**Tâches:**
a - D'après l'extrait sur la pénibilité et les retraites, quels facteurs de pénibilité ont été sortis du C2P par les ordonnances de 2017 ?
b - Extrayez des entrées toutes les lignes qui contiennent la chaîne « long ».

Restait le « point crucial », comme l’a défini M. Berger, de la « réparation », sur lequel les syndicats souhaitent aller plus loin. Dans le cadre des ordonnances réformant le code du travail en 2017, quatre facteurs de pénibilité ont été sortis du C2P – port de charges lourdes, postures éprouvantes, vibrations mécaniques et risques chimiques – et ne permettent plus de liquider ses droits à la retraite plus tôt dans ce cadre.

Les organisations de salariés, qui ont réclamé en vain la réintégration de ces quatre critères dans le C2P, ont dû se faire une raison. La CFDT a fini par accepter que ces facteurs de pénibilité soient définis collectivement par métiers au niveau des branches, et non plus individuellement. Mais, pour que ces discussions soient « loyales », a insisté M. Berger, il faut qu’il y ait « un filet de sécurité », c’est-à-dire que si les branches ne jouent pas le jeu, un accord s’applique tout de même à elles.

Financement solidaire
Refus net du Medef, qui redoute de voir apparaître « des mini-régimes spéciaux au sein du privé », comme l’expliquait encore récemment son président Geoffroy Roux de Bézieux. Son vice-président, Patrick Martin, a exigé jeudi « un chiffrage précis » des mesures souhaitées par les syndicats. « Une inquiétude se manifeste dans nos rangs dorénavant », devant « le black-out total » sur le financement des avancées, a-t-il également mis en garde. La CPME et l’U2P se montrent moins fermées que le Medef sur la pénibilité, mais réclament un financement solidaire – pas question que les entreprises concernées en payent le coût. Face à ce blocage, M. Philippe a estimé que « le dialogue doit donc se poursuivre sur ces sujets et [que] les décisions devront être envisagées en cohérence avec les travaux de la conférence sur l’équilibre et le financement de notre système de retraite ». Idem pour une éventuelle amélioration du minimum de pension, également défendue par la CFDT, qui est renvoyée à la conférence de financement. Comme l’a résumé François Asselin, président de la CPME, cette dernière sera « le juge de paix ».

Si la CFDT avait fait de ces différents points un préalable aux échanges qui doivent s’ouvrir mardi 18 février dans ce cadre, elle n’a pas pour autant claqué la porte et espère toujours pouvoir faire pencher la balance dans son sens. « Les discussions sur la pénibilité ne sont pas encore finies », rappelle l’un de ses dirigeants, Frédéric Sève. « Le gouvernement va devoir trancher et ça les emmerde, juge-t-on en interne. Ils sont très embêtés car ils ont la pression de leur majorité sur le sujet, mais ils n’ont pas envie de tordre le bras au Medef. »
Devant les journalistes, M. Berger en a de nouveau appelé aux députés pour qu’ils améliorent le dispositif. Guillaume Gouffier-Cha, rapporteur général La République en marche (LRM) du texte à l’Assemblée nationale, avait assuré, mardi, que si les discussions devaient « ne pas aboutir » jeudi, « on prendrait nos responsabilités sur la pénibilité ». « On a déjà plusieurs versions [d’amendements] qui sont prêtes », avait-il expliqué. Eux aussi ont finalement décidé de se donner du temps. « La majorité fait le pari que ça va pouvoir déboucher d’ici [la fin de] la conférence de financement », indique Jacques Maire, l’un des rapporteurs LRM du projet de loi.

**Données enregistrées:**
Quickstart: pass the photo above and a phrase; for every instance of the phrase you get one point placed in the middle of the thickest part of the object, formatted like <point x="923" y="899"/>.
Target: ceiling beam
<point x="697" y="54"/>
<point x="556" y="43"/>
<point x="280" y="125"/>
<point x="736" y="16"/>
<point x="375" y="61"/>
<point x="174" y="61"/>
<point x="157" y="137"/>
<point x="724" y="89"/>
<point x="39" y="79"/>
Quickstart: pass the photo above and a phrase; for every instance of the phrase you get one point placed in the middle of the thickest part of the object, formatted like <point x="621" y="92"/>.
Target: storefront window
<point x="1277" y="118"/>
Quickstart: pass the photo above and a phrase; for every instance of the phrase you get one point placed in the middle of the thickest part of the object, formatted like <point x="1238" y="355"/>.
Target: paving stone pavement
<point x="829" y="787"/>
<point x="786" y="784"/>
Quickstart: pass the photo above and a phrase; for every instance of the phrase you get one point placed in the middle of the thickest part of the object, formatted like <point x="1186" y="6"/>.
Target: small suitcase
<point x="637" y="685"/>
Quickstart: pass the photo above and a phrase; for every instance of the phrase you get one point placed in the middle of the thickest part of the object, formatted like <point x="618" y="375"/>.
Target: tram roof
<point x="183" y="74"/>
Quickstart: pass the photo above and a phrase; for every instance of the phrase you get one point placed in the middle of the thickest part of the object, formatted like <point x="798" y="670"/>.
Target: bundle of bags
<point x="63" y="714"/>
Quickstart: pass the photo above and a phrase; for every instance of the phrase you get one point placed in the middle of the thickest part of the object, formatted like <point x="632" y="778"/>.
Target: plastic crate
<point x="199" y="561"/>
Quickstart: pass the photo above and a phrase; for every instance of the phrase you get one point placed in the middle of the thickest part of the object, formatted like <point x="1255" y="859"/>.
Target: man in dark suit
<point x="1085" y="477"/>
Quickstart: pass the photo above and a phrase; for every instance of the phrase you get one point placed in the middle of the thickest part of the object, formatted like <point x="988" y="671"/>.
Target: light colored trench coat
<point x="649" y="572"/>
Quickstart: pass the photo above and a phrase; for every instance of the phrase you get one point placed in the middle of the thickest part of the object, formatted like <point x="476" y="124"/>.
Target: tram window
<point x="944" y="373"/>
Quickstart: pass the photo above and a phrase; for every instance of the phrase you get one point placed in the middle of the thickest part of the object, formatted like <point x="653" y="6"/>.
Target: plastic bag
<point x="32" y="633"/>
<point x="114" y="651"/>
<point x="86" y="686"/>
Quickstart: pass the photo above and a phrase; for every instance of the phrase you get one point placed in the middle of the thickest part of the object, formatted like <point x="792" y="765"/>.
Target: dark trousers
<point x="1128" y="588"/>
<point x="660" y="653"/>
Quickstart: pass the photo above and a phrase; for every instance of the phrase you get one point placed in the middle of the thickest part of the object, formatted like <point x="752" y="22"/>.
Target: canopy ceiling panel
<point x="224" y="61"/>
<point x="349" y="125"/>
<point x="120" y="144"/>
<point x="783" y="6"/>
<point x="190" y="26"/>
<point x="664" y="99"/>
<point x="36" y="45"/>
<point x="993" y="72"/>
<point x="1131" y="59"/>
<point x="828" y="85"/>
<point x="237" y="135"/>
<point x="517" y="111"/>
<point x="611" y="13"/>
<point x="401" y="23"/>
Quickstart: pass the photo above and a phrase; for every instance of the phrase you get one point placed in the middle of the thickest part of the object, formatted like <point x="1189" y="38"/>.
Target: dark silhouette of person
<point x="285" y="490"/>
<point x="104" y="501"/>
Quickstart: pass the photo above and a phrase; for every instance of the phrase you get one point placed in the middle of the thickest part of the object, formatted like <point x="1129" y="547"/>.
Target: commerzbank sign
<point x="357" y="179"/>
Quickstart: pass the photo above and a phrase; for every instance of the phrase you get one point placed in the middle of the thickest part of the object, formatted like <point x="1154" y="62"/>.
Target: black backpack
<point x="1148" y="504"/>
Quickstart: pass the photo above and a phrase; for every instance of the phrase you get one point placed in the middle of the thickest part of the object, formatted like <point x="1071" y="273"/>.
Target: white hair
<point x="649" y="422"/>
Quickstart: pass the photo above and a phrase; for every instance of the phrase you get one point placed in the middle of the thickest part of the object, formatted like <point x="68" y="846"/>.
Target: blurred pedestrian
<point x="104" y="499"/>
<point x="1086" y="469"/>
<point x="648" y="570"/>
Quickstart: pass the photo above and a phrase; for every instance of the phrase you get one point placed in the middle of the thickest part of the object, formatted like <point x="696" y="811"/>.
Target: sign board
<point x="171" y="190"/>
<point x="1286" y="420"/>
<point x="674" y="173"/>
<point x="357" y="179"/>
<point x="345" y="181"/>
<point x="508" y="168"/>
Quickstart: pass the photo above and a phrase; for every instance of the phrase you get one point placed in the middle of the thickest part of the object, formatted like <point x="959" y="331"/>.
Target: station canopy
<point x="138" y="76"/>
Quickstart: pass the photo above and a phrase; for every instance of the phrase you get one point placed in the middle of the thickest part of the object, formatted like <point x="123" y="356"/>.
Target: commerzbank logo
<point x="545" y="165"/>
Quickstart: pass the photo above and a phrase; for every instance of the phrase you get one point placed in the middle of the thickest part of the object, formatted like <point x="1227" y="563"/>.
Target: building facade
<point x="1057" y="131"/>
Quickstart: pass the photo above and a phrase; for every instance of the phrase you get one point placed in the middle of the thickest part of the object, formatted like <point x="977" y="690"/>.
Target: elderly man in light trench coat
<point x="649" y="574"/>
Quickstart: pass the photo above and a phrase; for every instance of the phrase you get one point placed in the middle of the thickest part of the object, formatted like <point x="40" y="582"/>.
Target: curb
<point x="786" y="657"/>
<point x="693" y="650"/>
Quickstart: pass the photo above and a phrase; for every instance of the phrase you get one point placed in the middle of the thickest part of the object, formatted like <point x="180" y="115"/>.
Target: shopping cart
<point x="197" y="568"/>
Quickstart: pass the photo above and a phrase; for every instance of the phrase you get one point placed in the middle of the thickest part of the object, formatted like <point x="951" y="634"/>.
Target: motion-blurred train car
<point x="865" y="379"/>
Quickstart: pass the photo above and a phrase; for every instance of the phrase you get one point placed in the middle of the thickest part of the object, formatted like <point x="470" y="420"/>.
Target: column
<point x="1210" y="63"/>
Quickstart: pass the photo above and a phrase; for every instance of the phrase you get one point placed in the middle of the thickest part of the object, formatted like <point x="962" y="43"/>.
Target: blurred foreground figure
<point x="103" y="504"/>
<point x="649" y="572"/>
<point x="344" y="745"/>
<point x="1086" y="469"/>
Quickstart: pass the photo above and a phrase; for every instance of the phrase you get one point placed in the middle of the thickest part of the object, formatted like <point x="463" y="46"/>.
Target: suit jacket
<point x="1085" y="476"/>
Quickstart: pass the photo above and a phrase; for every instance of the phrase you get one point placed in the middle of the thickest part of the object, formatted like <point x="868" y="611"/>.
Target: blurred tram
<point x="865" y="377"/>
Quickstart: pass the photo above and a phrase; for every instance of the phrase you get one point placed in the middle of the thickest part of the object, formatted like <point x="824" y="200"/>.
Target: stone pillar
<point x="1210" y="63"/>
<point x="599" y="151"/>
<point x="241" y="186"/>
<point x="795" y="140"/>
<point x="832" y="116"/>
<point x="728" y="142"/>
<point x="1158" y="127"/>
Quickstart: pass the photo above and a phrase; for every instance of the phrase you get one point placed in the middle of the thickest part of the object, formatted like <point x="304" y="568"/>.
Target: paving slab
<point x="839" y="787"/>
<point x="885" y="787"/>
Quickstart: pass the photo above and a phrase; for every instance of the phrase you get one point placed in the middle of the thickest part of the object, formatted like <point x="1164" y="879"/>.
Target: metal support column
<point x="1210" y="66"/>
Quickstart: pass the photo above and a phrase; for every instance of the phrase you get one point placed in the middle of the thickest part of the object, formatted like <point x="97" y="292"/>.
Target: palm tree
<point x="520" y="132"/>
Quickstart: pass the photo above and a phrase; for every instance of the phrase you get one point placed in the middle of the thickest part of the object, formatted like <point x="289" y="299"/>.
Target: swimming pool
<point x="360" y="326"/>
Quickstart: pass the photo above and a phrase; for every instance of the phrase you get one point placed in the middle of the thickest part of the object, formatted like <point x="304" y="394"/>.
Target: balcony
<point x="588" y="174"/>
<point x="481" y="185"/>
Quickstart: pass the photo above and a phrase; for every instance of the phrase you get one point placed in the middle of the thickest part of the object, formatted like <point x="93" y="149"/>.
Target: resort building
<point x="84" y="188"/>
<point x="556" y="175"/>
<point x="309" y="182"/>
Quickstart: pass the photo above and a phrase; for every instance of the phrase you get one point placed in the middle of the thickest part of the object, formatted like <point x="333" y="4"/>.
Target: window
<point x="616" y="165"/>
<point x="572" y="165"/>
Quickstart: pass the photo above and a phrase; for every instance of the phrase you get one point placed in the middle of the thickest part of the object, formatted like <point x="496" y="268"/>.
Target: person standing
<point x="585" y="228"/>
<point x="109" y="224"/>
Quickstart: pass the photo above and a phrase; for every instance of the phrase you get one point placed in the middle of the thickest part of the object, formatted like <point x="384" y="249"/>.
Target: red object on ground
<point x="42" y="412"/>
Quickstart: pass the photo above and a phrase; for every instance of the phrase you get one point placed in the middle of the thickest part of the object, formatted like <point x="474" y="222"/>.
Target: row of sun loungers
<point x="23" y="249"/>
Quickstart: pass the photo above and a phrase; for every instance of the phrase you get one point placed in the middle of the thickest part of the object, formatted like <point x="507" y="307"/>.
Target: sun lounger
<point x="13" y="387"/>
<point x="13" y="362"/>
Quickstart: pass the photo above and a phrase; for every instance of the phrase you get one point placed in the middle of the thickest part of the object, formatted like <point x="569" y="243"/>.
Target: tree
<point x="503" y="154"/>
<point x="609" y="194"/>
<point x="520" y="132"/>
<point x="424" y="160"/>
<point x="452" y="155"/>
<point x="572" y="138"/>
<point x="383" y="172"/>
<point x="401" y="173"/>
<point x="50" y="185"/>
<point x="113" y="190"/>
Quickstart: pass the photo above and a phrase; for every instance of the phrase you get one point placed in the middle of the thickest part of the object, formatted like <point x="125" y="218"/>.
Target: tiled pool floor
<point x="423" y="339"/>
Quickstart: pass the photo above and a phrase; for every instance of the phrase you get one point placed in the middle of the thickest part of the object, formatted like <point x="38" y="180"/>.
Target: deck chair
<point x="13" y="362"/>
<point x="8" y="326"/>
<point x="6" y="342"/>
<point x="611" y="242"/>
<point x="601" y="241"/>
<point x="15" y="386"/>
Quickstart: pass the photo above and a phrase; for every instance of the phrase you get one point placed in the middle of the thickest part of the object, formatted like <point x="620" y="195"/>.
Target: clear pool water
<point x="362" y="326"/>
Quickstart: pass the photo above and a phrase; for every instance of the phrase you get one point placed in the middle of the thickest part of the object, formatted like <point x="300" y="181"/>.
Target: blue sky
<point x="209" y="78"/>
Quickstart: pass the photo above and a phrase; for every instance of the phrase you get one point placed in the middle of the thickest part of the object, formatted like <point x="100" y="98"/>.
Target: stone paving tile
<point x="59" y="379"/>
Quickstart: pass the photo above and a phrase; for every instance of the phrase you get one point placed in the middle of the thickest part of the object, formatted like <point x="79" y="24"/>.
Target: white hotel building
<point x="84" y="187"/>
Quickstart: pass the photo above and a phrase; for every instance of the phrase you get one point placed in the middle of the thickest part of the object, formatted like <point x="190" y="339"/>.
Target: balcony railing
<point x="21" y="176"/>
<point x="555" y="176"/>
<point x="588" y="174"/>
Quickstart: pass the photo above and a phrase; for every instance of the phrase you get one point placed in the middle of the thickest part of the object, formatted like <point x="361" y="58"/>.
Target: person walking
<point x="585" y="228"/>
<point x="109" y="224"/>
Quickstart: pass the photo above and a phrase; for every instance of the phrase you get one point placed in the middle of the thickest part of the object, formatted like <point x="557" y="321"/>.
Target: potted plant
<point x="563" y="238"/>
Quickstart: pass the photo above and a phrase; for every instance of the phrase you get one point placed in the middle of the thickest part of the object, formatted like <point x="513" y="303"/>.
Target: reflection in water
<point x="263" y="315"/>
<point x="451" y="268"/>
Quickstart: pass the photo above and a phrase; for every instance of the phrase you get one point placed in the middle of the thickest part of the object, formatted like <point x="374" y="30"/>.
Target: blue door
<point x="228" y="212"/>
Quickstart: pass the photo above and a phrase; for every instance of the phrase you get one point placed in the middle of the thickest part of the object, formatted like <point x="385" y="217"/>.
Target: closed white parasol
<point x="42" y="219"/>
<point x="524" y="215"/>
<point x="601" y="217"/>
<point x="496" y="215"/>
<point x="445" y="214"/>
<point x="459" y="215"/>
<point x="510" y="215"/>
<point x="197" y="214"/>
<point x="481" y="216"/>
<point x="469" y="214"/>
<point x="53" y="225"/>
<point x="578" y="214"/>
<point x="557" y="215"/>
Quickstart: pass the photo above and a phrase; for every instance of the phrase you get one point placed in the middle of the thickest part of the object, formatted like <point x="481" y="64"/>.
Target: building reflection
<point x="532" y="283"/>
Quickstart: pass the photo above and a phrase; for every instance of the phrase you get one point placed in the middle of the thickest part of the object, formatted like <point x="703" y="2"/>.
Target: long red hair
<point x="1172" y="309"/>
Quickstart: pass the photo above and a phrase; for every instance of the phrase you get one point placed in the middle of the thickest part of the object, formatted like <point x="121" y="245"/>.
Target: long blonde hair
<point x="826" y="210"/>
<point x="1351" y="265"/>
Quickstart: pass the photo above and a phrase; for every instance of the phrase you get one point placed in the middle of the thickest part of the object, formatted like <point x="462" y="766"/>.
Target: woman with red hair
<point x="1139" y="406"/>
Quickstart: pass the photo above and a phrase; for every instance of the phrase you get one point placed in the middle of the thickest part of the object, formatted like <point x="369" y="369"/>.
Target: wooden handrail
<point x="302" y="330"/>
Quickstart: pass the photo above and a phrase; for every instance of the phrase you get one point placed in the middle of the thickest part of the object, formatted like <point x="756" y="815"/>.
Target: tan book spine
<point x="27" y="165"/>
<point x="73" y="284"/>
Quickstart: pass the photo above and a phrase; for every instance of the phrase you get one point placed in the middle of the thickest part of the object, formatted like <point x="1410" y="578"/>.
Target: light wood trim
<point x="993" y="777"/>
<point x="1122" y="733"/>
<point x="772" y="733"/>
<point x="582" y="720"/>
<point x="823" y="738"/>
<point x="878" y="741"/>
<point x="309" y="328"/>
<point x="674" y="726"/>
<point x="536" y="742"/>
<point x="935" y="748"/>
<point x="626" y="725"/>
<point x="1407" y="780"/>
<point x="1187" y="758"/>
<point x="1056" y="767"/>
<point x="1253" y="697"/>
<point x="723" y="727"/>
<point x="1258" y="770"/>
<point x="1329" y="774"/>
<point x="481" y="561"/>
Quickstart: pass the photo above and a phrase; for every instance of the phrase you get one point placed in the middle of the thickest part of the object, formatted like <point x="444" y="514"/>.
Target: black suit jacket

**Résultats:**
a - Le port de charges lourdes, les postures éprouvantes, les vibrations mécaniques et les risques chimiques.

b -
Target: long red hair
Target: long blonde hair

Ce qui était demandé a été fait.